Exclude all pictures, then copy each of the records exactly as written.

Source records>
+---+

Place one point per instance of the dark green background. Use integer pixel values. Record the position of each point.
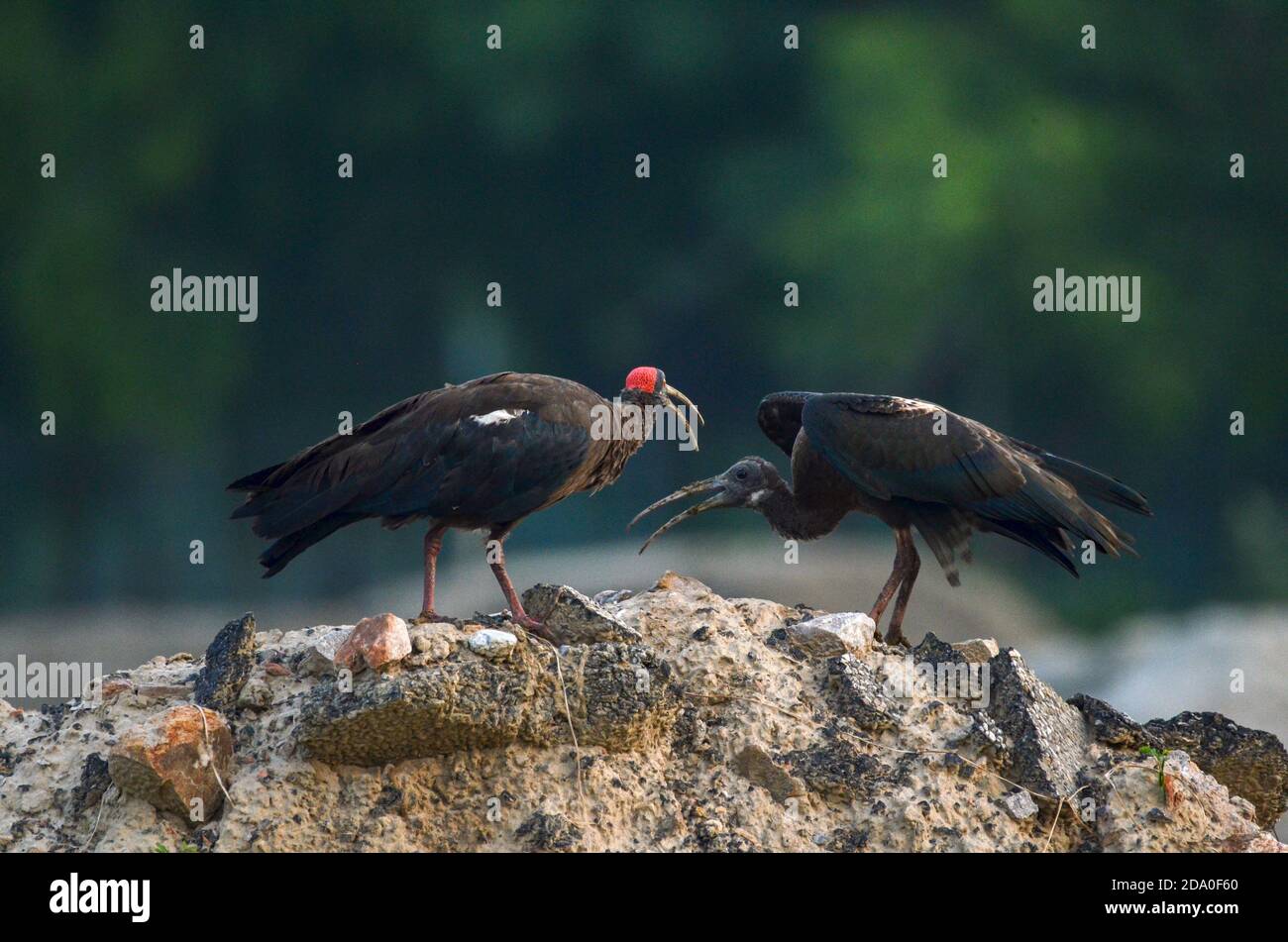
(518, 166)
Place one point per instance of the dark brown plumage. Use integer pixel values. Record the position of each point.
(913, 465)
(480, 456)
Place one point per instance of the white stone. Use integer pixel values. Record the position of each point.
(853, 628)
(1019, 804)
(320, 658)
(977, 650)
(492, 644)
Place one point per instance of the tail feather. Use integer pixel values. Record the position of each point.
(1089, 481)
(256, 480)
(279, 554)
(1051, 542)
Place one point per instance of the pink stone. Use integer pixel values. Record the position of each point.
(175, 761)
(374, 642)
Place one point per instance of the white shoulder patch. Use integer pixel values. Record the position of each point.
(498, 416)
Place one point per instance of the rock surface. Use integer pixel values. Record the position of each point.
(230, 661)
(174, 761)
(696, 727)
(374, 642)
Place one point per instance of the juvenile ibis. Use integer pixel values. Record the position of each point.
(912, 465)
(480, 456)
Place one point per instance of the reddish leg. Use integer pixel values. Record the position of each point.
(905, 573)
(433, 543)
(911, 567)
(496, 559)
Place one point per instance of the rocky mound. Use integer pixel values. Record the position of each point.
(674, 719)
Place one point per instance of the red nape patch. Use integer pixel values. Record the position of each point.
(643, 378)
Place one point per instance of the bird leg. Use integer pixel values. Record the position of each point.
(433, 545)
(905, 573)
(496, 559)
(912, 565)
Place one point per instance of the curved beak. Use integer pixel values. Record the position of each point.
(670, 394)
(711, 485)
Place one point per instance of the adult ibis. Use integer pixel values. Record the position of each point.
(480, 456)
(913, 465)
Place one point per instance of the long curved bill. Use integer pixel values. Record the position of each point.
(673, 392)
(704, 486)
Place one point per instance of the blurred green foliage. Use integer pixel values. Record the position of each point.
(516, 166)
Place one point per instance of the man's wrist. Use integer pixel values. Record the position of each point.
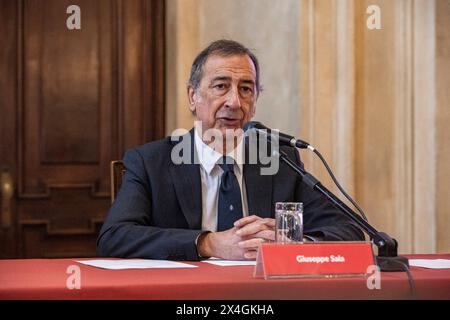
(201, 244)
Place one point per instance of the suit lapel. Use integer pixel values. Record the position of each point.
(187, 183)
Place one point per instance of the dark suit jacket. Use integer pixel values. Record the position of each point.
(158, 211)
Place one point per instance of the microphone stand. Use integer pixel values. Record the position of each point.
(387, 259)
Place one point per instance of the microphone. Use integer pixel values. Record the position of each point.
(284, 139)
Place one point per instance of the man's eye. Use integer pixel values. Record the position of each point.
(220, 86)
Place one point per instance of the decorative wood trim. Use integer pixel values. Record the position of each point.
(424, 135)
(344, 127)
(403, 126)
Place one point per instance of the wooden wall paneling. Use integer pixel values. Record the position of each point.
(8, 130)
(83, 97)
(442, 10)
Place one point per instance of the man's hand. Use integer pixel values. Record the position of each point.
(240, 242)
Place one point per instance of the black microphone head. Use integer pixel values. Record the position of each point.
(250, 125)
(254, 125)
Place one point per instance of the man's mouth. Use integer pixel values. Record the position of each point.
(230, 121)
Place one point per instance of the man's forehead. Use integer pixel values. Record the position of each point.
(235, 65)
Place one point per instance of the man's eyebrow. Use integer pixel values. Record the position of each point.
(249, 81)
(221, 78)
(226, 78)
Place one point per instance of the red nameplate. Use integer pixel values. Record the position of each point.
(313, 259)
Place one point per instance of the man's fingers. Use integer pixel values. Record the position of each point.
(251, 244)
(266, 235)
(254, 227)
(246, 220)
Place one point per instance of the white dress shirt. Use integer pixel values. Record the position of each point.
(211, 173)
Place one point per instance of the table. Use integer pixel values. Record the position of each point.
(47, 279)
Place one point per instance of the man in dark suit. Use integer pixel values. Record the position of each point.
(211, 205)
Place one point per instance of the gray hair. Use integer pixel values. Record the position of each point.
(222, 48)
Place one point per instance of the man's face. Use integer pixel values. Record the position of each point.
(226, 97)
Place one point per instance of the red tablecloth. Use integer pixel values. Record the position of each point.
(46, 279)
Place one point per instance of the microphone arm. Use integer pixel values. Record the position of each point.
(387, 259)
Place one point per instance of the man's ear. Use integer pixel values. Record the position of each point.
(191, 98)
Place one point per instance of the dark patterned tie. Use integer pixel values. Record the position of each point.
(230, 203)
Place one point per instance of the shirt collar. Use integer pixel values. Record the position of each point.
(208, 157)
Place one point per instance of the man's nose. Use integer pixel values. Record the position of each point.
(233, 99)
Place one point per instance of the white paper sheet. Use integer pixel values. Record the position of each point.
(430, 263)
(134, 264)
(228, 263)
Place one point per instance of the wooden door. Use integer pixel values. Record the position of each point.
(72, 100)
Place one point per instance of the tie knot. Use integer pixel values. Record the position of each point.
(226, 163)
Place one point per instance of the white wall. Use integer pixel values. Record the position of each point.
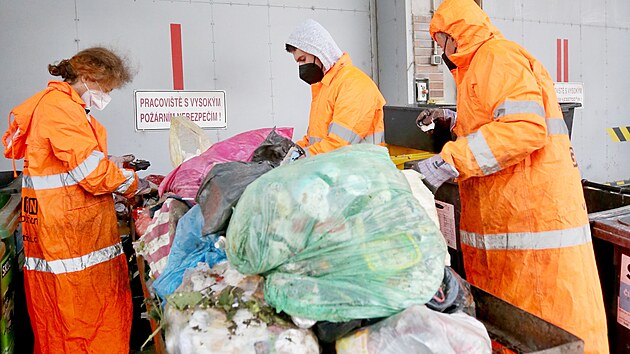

+---+

Task output>
Place one point per instance of the dark green background. Use integer pixel values. Record the position of each point.
(518, 166)
Place one point per instance of the dark brown plumage. Use integer pixel values. Record the position of each point.
(913, 465)
(480, 456)
Place one point per instance of the white stone. Use integer pixel values. Record the position of each point.
(853, 628)
(1019, 804)
(320, 658)
(977, 650)
(492, 644)
Place one point per instance of the tail feather. Use integer pixel values. Record the position of each point.
(1089, 481)
(256, 480)
(279, 554)
(1051, 542)
Place one point per instance of the pink stone. Use integer pixel values. Record the position of each point.
(175, 761)
(374, 642)
Place one point per instance of the white shoulder patch. Use integer pixel values. Record the position of each point.
(498, 416)
Place one point per instance of the rock surface. Use integer pixel values. Record the position of each point.
(230, 661)
(174, 761)
(696, 727)
(374, 642)
Place one point per instance of the juvenile ibis. Use integer pixel values. Record the position of each point.
(912, 465)
(480, 456)
Place one point per instance of the reddish leg. Use integer pixel values. Record the position of each point.
(905, 573)
(433, 543)
(911, 567)
(496, 559)
Place one point per instance of the rocky mound. Use integer pixel values. Record the position of each point.
(674, 719)
Place one point per instance of the red nape patch. Use integer pixel values. Record the position of each point.
(643, 378)
Place one point per instance of the bird leg. Use integer pixel values. Record the position of each point.
(433, 545)
(905, 573)
(496, 559)
(912, 565)
Place one point per instance of the curved beak. Use integer pixel values. Record the position of each point.
(670, 394)
(711, 485)
Place one point per instance of the adult ibis. Use integer pixel values. Record the position of each point.
(480, 456)
(913, 465)
Place one point per instance of the long curved bill. Use integer pixel values. Record the position of each point.
(673, 392)
(704, 486)
Place one point per instance of the blurred green foliage. Use integer pixel values. Record the position of each point.
(516, 166)
Place one point per instance of the man's wrist. Use integer pixel values. Record the position of each point.
(201, 244)
Place one point per instance of the suit lapel. Use integer pixel values. Record the position of each point.
(187, 183)
Place one point per instance of the dark suit jacket. Use integer pixel values. Record the position of each point.
(158, 211)
Place one point per instance of the microphone stand. Use integer pixel values. Record the position of each point.
(387, 259)
Place one point per instance of the microphone. Use integer pixel values. Record the position of each point.
(284, 139)
Place one point per instance of the man's eye. Use integer pixel values. Record the position of each point.
(220, 86)
Place one point per instance of the decorative wood trim. Use integer pixel values. Record the position of each point.
(424, 135)
(344, 127)
(403, 126)
Place one point per instance of the wooden wall paneling. Use integer pixel values. Record the position of each point.
(8, 130)
(83, 97)
(442, 10)
Place one point per instance of the man's hand. Use integer pixel values. Record the position of each point.
(240, 242)
Place one point per instance of the black microphone head. Use integer pixel values. Record the position of each point.
(250, 125)
(254, 125)
Place one point per instance of the man's mouth. Use integer pixel values. Record the position of each point.
(230, 121)
Place one point per instance of the man's forehead. Use integer pixel values. Record the position of each point.
(235, 65)
Place one point per instance of the man's eyebrow. Use integer pixel values. Record the position of each point.
(249, 81)
(221, 78)
(226, 78)
Place one point per instance of the red nameplate. Use integer pixel values. Record the position of each point.
(313, 259)
Place one point per instance of the man's fingers. Use integer pixel values. Record the position of each point.
(251, 244)
(266, 235)
(254, 227)
(246, 220)
Place one point per instance of the white dress shirt. Use integer pixel values. Record the position of each point.
(211, 173)
Place one point per instance of the table. Use integer pixel values. Record the position of each point.
(47, 279)
Place one point per instance of the man in dark suit. Use integer pixel values. Record the position of each point.
(211, 205)
Place one point per instance of the gray hair. Use integer pixel values. Record the position of each point.
(222, 48)
Place one point per instance of the man's face. Use integer pixel values. Record the position of each point.
(226, 97)
Place one point per instance of the red tablecloth. Use integer pixel values. Record the position of each point.
(46, 279)
Place one point per instance of the microphone arm. Use integer pixel values. Record the position of each point.
(387, 259)
Place one point per instance of the man's ear. Use integer pixel values. Record the position of each point.
(191, 98)
Place one point per instance of the dark patterned tie. Use integer pixel values. Record the position of each point.
(230, 203)
Place one point per instance of the shirt collar. Use integer pixel values. Record the position of each point.
(208, 157)
Place one point per instance of the man's nose. Use integer pixel values. Record the position of each point.
(233, 99)
Place one point per instance of the white paper sheet. Use integer pixel values. Record the position of each point.
(430, 263)
(134, 264)
(228, 263)
Place one point per instance of the wooden door. Use integer pixel values. Record the position of each point.
(72, 100)
Place one point per instance of the tie knot. Use integer pixel values. Record the position of each point.
(226, 163)
Place one point per instance of the white wall. Use integer pixel values. Record the position of each point.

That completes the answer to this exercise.